■ EXTRACT
[sdiy] Three-ball OTA

[Rutger Vlek]

Hi all,

After a wonderful Christmas holiday, with lots of time for various forms of spice (both the food and the simulation program), I feel the need to bump up one of my old threads. As I mentioned on the list before, I have been working on several variations of discrete OTAs (mostly in Spice up to now). Partly, just for fun and to learn about OTAs, but also hoping to find something that would fit my needs for future synth building plans: (1) not relying on LM13700's, (2) avoiding use of trimmers (so low voltage offset on output), (3) decent performance for DC and audio (at least comparable to LM13700), (4) physically small (SMD) and affordable.

I think I now have found something that could work (haven't prototyped in real world yet, but looks good in Spice). I'm planning to use it in a cascaded OTA-type VCF with four stages, but I have a question regarding the expo convertor. After a previous discussion here under the same topic, I decided to go for current mirrors at the Iabc input of the discrete OTA, so my expo convertor is of a PNP type. It's very similar to the expo described here http://www.uni-bonn.de/~uzs159/rs20.png, except for different resistor/cap values. At the moment, I'm feeding the OTAs of all four filter stages from one transistor pair in the expo, but I have also seen designs using matched arrays of 5 transistors. What is the advantage in that? Is it simply a way to overcome a low-ish current gain of each individual transistor? Or is there more to it? As I haven't been able to find a decent PNP array of 5 matched transistors, I decided to try it with a matched PNP pair (relatively high beta though, around 290). With four stages requiring 2mA each for maximum filter frequency, the expo is now delivering about 8mA at maximum CV levels. Does this make sense so far? Or does anyone foresee problems when taking this design from Spice to the real world?

■ ENTRIES PROVIDED
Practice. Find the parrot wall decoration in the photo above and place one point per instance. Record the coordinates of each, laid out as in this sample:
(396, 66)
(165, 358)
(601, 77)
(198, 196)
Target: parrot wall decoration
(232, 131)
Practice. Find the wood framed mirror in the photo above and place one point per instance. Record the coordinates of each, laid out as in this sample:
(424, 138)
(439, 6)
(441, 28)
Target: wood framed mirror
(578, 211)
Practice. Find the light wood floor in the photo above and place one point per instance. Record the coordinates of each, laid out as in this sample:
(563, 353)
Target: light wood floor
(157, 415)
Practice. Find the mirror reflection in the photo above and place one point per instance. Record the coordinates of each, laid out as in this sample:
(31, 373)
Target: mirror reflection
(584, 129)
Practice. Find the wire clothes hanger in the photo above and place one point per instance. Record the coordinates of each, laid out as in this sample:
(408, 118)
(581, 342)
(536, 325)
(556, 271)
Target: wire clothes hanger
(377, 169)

■ REQUIRED TASKS
#1 Retype the three-ball OTA post word for word, everything from "After a wonderful" down to "(SMD) and affordable.".
#2 Write what comes next in the three-ball OTA post, picking up after its final sentence.
The records come from a separate source.

■ RESULTS
#1
After a wonderful Christmas holiday, with lots of time for various forms of spice (both the food and the simulation program), I feel the need to bump up one of my old threads. As I mentioned on the list before, I have been working on several variations of discrete OTAs (mostly in Spice up to now). Partly, just for fun and to learn about OTAs, but also hoping to find something that would fit my needs for future synth building plans: (1) not relying on LM13700's, (2) avoiding use of trimmers (so low voltage offset on output), (3) decent performance for DC and audio (at least comparable to LM13700), (4) physically small (SMD) and affordable.

#2
I'd also like the final version of the expo to be temperature compensated. Does it make sense change the 1.8k resistor to ground (see here http://www.uni-bonn.de/~uzs159/rs20.png) into a 1k tempco and adjust other resistors accordingly? Or is it not that simple (I've been confused a little with the possible effect of the bottom 47k pot that provides a fixed voltage offset to the CV input)?

I hope you can think along, because I feel the need for a bit of a sanity check on what I'm doing ;).

Thanks!

Rutger

On 23 sep 2011, at 14:52, René Schmitz wrote:

> Am 23.09.2011 13:35, schrieb Rutger Vlek:
>> Dear all,
>> 
>> Inspired by this (http://www.uni-bonn.de/~uzs159/ota3080.html) comprehensive explanation of an OTA, I have been playing around with an OTA modelled in Spice. Towards the end of the article a "three-ball" OTA is proposed, effectively leaving out one current mirror (the one that deals with the control current Iabc). Instead the article proposes to "suck out" current from the NPN differential pair directly with a NPN transistor.
>> 
>> This idea of a three-ball OTA seemed to make sense at first and performed well in simulation when I "sucked" current out of the differential pair with a simulated current source. However, as soon as I replaced the simulated current source with a more reallistic NPN expo convertor, distortion characteristics went up (in the wrong direction) tremendously. I'm having a hard time understanding this behaviour. Anyone willing to explain it to me?
> 
> The trouble here seems to be that the emitters of the differential pair are sitting near GND, if the voltage compliance of the current sink (i.e. standard expo current sink) is also GND. This will restrict your common mode voltage range on the diff pair. (all is well if you move the voltages up, e.g. centered around half of the positive supply.)
> Compare this to the two-ball OTAs as used in the ssm2040 clones by JH and myself.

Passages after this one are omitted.